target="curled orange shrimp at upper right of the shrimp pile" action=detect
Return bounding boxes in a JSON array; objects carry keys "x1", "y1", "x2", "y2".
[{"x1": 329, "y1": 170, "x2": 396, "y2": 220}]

■ ■ ■ ■ ■

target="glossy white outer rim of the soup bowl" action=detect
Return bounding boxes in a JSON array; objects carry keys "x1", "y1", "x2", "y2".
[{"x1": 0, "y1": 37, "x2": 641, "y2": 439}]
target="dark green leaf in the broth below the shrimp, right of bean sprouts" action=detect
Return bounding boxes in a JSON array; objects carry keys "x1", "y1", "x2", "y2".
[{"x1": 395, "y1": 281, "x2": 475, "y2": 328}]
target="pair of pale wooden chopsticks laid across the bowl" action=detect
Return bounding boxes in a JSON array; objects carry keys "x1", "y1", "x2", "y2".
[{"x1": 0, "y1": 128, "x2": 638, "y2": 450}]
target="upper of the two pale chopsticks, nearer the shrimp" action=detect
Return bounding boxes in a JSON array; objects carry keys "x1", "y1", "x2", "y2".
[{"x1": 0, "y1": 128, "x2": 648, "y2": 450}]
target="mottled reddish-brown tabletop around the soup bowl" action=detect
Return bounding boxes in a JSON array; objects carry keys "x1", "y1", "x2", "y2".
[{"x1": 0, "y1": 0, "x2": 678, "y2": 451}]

■ ■ ■ ■ ■

Activity: Take from the listing every line in which the word "upper" appears.

Answer section:
target="curled orange shrimp at upper right of the shrimp pile" action=detect
target="upper of the two pale chopsticks, nearer the shrimp" action=detect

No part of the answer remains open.